• [Questões do material]:
(A) Liste todas as porcentagens mencionadas no texto sobre ataques ransomware.
(B) Segundo o texto sobre ataques ransomware, qual era o valor aproximado do resgate no caso da Pormade?
(C) Extraia do texto sobre ataques ransomware o trecho que começa em "O raciocínio por" e termina em "consequências são maiores.".

• [Texto fornecido]:
__________________________________________________

A ameaça mais constante, porém, segue sendo o Lockbit, um software malicioso usado em incidentes do gênero, que impede o acesso ao computador. Ele representou 30% dos ataques no mês passado, segundo a NCC.
A digitalização promovida pelo isolamento social na pandemia explica esse fenômeno, segundo especialistas, porque não ficou restrita às pessoas.
"As empresas também foram obrigadas, em um curtíssimo espaço de tempo, a se adaptar", diz Donato Cardoso, presidente-executivo da Access Run, plataforma de cibersegurança. "O usuário, que é o principal gargalo da cibersegurança, foi para um ambiente da casa, completamente desprotegido e inóspito para políticas de segurança."
Como em um mercado, os hackers viram uma janela de oportunidade se abrir —e empresas pequenas e médias foram o alvo principal.
Segundo o relatório de ameaças da BrightCloud, negócios com menos de mil funcionários foram alvo de 82% dos ataques ransomware em 2021. Os com menos de cem concentraram 44% dos ataques. O perfil não ameniza o preço do resgate, que aumentou quase 48 vezes em três anos, chegando a US$ 322.168 no final de 2021.
No caso da Pormade, uma empresa de porte médio, o resgate estava em torno de R$ 500 mil, segundo Holovaty, e não foi pago.
O raciocínio por trás da escolha desse perfil é: sem um serviço de cibersegurança, negócios menores são mais propensos a pagar o valor exigido —atitude que não é encorajada por especialistas, por ter o potencial de motivar criminosos.
Além disso, serviços de grandes empresas impactam mais pessoas e recebem mais visibilidade. As chances de ter consequências são maiores.
Um dos hackers responsável pelo ataque à Colonial Pipeline, por exemplo, foi preso em janeiro deste ano, segundo a Casa Branca, oito meses depois de fazer a maior rede de oleodutos dos Estados Unidos suspender o funcionamento por dias.
A onda tem motivado a busca por cibersegurança. Segundo pesquisa da PWC, 69% das organizações previam aumento nos gastos cibernéticos em 2022 —no Brasil, o número era ainda maior: 83%.
O aumento da demanda pode elevar os preços do serviço, o que coloca mais um obstáculo para pequenas e médias empresas. Ainda assim, os especialistas consultados dizem ser imprescindível contar com um parceiro que faça a cibersegurança do negócio.
FUNCIONÁRIOS TREINADOS E SISTEMA DE PROTEÇÃO ESTÃO ENTRE AS MEDIDAS
Além de procurar atendimento especializado, há medidas básicas que podem ser tomadas, segundo Jonas Schuler, da NordVPN.
A primeira delas é educar os funcionários. "A grande maioria dos ataques ocorre via engenharia social", afirma. Ele se refere a mensagens enganosas que fingem ser empresas com que a vítima fez negócio recentemente, por exemplo, ou emails com links inseguros.
Um bom software de proteção pode ajudar no segundo caso, já que ajuda a identificar sites maliciosos. Ele também faz varreduras de segurança no aparelho.
Por fim, ter processos de backup bem definidos ajuda a não depender de um resgate para recuperar informações.
Depois do ransomware, a Pormade contratou um serviço de segurança e redobrou os cuidados.

__________________________________________________

• [Dados do exercício]:
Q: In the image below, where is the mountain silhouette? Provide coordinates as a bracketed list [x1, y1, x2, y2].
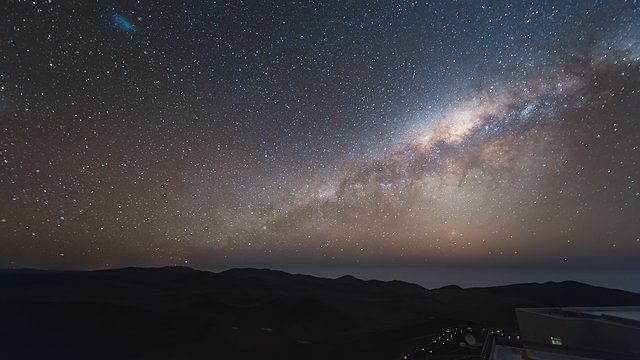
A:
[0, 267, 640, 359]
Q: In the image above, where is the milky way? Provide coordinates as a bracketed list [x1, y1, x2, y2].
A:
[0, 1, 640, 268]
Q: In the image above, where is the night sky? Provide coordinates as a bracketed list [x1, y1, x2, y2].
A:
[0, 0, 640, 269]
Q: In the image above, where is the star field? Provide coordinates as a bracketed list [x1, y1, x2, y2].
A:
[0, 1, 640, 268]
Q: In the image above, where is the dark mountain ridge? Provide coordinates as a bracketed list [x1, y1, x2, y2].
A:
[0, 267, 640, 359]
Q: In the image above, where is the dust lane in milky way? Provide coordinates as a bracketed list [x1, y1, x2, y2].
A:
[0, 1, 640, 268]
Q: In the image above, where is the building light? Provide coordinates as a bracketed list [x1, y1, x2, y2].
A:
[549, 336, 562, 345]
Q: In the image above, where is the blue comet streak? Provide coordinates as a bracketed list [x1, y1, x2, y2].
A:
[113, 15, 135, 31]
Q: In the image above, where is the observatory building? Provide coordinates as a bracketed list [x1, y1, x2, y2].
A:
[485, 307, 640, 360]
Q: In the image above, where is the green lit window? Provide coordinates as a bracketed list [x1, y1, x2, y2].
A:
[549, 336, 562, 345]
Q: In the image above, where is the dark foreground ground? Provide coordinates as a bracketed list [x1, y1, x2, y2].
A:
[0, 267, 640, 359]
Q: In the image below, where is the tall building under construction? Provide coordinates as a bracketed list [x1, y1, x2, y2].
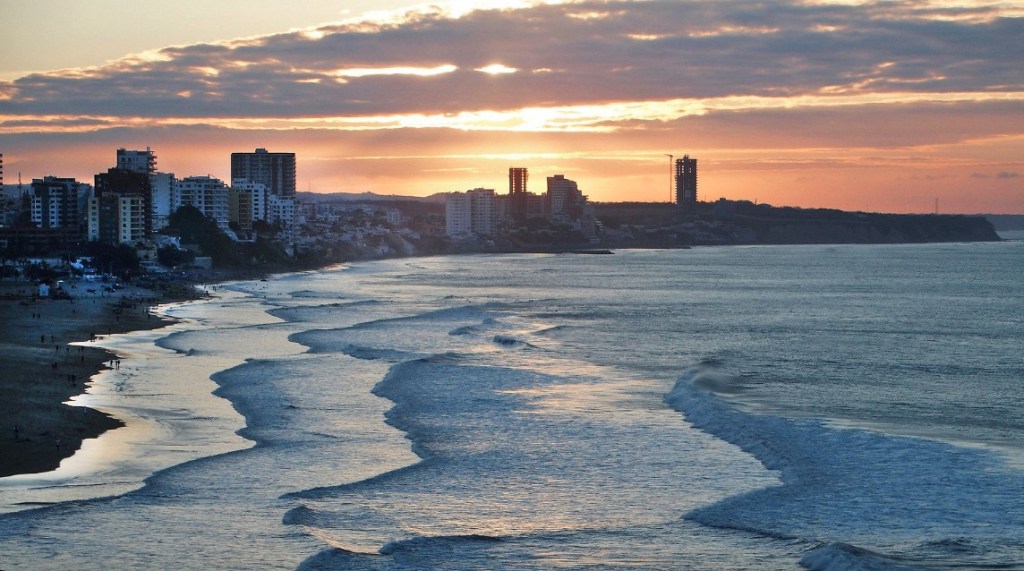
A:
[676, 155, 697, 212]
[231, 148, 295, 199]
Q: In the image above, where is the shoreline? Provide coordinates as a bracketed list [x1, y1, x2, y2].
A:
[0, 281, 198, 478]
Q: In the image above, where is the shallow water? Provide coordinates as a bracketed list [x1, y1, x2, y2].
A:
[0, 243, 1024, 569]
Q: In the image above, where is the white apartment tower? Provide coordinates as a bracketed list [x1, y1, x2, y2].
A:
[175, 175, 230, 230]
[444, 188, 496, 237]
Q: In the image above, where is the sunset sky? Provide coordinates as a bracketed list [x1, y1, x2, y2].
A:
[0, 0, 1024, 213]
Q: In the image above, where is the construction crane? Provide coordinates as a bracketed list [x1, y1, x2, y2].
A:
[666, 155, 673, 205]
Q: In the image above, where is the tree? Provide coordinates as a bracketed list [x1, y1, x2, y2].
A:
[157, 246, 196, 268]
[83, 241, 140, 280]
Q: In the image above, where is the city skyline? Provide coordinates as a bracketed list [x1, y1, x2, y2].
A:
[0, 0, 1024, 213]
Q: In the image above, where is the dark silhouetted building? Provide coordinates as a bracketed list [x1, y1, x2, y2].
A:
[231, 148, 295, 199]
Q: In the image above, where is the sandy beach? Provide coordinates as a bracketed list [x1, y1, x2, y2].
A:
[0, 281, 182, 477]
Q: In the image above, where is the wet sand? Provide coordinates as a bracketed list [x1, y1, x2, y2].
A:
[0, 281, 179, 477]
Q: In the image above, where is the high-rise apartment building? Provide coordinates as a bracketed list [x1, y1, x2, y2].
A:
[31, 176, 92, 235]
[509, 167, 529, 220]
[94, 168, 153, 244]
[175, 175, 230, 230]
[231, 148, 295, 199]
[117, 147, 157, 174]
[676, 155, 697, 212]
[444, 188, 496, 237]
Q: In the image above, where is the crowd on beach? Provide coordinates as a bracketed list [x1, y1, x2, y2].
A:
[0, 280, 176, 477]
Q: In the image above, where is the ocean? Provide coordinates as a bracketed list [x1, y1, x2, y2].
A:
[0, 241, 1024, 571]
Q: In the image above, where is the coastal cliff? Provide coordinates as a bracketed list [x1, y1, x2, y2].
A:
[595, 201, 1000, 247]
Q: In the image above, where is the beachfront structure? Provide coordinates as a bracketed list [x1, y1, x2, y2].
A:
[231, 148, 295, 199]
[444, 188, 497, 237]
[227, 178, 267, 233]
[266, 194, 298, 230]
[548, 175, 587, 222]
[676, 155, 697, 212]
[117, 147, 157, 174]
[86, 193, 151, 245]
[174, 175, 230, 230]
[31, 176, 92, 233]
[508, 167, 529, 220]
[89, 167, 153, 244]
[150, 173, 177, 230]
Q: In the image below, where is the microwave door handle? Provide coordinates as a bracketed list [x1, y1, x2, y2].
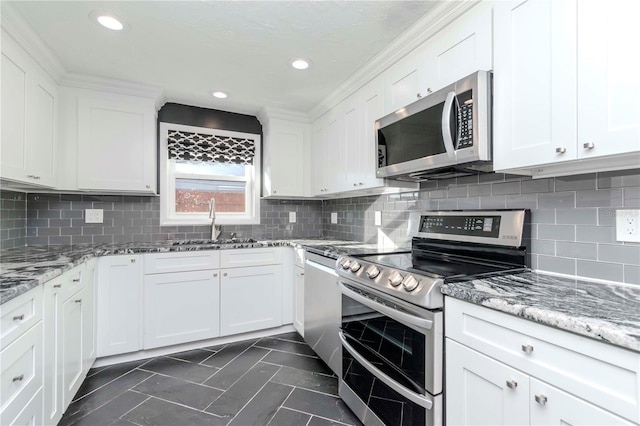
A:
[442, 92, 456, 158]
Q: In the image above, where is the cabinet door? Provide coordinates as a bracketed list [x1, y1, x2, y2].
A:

__________________________________________________

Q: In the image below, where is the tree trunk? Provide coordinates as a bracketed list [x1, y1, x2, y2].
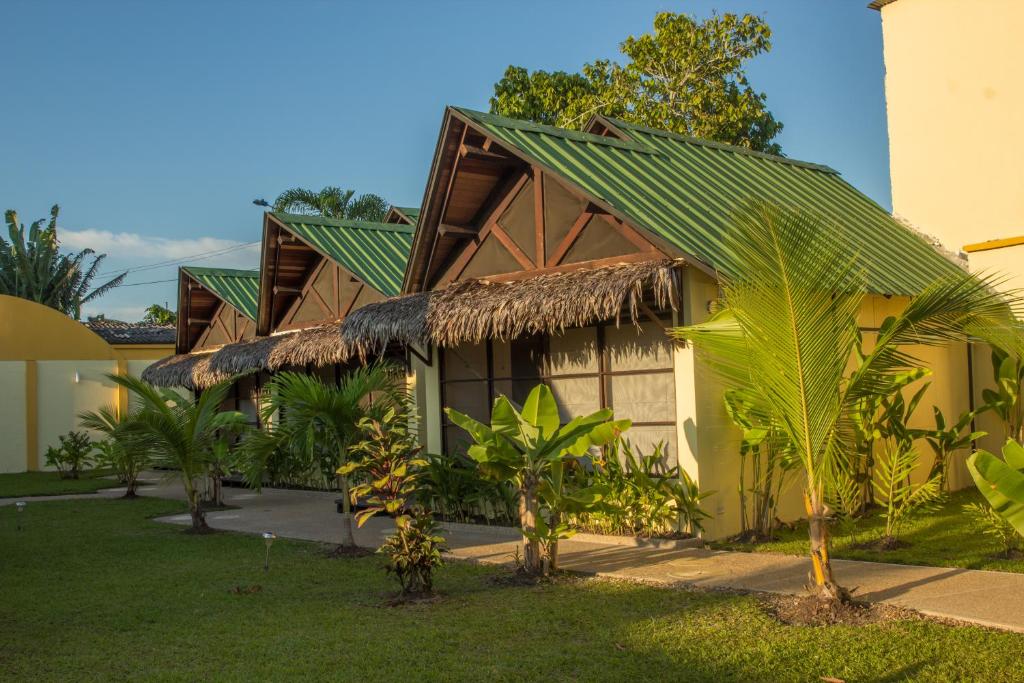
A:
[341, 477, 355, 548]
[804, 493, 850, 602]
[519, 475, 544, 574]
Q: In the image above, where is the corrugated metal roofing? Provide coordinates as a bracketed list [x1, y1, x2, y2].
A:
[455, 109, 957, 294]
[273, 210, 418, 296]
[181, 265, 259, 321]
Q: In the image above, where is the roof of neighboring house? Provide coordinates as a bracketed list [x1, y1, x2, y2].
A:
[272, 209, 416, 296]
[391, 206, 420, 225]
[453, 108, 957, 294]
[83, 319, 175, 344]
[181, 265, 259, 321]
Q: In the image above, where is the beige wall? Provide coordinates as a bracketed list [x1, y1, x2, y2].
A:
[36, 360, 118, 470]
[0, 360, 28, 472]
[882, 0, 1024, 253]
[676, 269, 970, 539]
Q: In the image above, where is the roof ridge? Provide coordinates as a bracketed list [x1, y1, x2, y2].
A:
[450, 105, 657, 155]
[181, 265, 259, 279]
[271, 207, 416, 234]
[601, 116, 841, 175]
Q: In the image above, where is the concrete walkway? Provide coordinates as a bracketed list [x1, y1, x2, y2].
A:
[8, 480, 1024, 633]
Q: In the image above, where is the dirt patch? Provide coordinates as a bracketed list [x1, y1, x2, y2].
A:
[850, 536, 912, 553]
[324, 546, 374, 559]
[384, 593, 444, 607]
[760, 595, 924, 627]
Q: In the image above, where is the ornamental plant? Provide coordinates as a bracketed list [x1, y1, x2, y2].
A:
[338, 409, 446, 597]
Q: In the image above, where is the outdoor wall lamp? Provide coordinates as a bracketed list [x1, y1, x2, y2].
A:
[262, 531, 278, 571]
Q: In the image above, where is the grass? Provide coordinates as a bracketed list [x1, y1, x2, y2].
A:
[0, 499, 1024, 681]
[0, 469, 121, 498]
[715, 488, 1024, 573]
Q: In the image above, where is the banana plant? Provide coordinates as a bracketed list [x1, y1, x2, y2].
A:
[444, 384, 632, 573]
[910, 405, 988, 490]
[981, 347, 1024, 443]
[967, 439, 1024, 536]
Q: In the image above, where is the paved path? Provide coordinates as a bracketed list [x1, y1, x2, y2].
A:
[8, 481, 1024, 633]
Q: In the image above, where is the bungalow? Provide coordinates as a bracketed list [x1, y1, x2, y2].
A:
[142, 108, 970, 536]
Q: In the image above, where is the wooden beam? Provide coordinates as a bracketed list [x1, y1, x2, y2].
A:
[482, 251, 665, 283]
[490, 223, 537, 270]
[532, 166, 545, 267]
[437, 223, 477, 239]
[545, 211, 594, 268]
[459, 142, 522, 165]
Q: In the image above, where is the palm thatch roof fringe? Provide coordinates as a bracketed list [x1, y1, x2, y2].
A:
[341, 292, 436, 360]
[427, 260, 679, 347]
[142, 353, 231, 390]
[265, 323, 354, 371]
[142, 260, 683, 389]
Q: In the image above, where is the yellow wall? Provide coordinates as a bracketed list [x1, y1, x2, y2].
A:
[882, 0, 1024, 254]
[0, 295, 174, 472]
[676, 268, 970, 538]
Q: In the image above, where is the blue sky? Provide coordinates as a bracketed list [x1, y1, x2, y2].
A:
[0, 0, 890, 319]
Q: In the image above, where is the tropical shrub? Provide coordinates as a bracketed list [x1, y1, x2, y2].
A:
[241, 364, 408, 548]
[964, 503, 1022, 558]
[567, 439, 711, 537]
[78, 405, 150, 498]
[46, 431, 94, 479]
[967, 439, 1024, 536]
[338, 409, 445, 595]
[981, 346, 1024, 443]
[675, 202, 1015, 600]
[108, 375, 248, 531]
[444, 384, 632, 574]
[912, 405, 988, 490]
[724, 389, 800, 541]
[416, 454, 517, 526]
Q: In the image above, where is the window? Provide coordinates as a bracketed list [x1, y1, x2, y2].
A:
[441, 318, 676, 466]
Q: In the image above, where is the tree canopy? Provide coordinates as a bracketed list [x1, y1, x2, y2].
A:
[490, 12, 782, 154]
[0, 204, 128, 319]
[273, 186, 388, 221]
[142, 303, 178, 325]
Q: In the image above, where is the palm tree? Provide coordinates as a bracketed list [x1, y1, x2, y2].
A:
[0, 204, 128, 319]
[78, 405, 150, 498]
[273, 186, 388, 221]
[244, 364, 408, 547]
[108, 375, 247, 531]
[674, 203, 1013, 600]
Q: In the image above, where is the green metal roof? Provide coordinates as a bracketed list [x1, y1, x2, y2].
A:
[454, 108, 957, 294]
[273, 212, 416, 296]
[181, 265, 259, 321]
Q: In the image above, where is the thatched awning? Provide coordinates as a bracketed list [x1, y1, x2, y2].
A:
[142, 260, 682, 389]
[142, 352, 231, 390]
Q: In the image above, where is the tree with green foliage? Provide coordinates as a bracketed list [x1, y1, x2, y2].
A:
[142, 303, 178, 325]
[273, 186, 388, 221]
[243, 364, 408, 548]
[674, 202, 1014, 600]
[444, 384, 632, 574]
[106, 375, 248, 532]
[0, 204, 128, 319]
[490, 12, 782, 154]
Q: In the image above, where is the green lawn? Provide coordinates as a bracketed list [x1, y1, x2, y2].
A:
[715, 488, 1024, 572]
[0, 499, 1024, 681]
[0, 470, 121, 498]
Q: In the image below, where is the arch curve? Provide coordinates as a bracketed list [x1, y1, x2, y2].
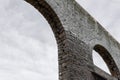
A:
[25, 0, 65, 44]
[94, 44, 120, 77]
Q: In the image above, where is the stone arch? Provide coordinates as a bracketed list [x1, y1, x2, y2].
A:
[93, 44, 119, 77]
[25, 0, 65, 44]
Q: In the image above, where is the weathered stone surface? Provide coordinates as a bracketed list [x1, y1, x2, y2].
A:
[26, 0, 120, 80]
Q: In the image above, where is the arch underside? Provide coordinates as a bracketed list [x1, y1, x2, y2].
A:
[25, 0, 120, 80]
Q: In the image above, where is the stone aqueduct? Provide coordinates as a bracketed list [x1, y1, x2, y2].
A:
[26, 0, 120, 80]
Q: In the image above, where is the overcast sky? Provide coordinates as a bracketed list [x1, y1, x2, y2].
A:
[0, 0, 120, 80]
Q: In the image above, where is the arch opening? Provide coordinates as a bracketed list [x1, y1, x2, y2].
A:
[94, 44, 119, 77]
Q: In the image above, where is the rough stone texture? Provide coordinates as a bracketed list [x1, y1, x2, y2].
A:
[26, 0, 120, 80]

__________________________________________________

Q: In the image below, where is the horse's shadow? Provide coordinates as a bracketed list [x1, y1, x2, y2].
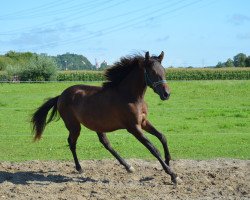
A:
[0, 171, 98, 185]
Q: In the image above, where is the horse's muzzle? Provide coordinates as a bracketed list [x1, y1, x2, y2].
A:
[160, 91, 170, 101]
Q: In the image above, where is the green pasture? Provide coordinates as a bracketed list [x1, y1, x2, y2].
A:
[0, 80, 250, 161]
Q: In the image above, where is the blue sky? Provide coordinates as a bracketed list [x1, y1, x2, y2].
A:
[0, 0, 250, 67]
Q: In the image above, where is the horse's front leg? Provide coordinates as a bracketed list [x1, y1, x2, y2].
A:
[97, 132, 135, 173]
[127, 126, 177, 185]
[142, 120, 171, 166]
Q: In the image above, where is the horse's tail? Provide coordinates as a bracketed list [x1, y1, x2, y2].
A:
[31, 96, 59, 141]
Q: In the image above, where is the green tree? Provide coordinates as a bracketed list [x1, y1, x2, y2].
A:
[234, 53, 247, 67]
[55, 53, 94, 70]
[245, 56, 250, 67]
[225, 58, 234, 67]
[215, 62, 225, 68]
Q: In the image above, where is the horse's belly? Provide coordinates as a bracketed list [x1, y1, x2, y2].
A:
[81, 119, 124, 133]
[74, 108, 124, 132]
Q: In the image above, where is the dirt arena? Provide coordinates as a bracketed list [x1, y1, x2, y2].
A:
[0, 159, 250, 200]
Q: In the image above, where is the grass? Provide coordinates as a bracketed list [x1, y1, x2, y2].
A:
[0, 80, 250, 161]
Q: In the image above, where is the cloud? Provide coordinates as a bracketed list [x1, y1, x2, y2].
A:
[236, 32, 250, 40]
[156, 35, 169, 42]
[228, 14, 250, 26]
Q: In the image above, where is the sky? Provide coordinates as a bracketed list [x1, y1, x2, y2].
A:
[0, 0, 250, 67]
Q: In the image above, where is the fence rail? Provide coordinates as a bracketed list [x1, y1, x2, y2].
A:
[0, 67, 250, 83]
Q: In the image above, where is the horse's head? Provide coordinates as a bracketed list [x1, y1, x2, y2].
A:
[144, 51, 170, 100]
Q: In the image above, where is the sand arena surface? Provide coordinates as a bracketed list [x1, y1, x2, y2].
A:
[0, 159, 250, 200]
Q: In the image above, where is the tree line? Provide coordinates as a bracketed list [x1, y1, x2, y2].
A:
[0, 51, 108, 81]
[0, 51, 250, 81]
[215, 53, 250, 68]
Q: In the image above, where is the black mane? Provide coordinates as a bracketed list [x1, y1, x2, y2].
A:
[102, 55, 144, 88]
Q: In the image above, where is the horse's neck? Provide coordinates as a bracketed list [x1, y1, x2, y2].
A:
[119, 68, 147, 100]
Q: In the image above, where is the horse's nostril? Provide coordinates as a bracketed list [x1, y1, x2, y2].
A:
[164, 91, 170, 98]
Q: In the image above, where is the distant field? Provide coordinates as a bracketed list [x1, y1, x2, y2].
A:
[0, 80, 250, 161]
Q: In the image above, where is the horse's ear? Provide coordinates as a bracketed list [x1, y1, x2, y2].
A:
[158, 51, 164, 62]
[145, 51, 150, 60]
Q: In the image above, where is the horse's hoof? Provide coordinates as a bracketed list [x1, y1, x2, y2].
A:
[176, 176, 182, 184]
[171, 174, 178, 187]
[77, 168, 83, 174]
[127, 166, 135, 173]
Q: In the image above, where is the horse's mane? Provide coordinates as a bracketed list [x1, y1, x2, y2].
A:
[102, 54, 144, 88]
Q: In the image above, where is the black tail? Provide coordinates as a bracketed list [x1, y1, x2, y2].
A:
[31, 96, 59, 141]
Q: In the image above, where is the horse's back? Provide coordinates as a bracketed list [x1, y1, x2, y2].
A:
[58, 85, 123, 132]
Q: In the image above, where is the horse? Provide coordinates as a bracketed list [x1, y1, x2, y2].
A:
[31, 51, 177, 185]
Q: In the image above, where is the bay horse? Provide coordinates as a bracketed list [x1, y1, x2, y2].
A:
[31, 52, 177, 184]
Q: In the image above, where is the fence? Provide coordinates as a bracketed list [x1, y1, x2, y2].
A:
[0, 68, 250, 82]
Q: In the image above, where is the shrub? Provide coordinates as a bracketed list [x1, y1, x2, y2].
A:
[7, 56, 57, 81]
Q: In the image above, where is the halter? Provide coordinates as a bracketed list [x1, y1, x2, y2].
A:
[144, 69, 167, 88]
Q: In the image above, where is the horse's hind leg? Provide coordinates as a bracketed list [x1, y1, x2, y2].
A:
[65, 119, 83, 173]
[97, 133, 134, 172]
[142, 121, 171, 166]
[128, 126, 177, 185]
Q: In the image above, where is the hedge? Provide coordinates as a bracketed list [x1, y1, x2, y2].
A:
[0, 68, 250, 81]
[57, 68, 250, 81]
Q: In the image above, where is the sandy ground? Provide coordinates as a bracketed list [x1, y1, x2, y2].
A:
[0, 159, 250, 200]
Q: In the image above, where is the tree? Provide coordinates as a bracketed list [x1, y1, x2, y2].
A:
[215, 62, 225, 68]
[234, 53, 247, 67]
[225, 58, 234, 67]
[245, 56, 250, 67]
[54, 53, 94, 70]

__________________________________________________

• [Respostas dos exercícios]:
(A) 30%, 82%, 44%, 69% e 83%

(B) Em torno de R$ 500 mil.

(C)
O raciocínio por trás da escolha desse perfil é: sem um serviço de cibersegurança, negócios menores são mais propensos a pagar o valor exigido —atitude que não é encorajada por especialistas, por ter o potencial de motivar criminosos.
Além disso, serviços de grandes empresas impactam mais pessoas e recebem mais visibilidade. As chances de ter consequências são maiores.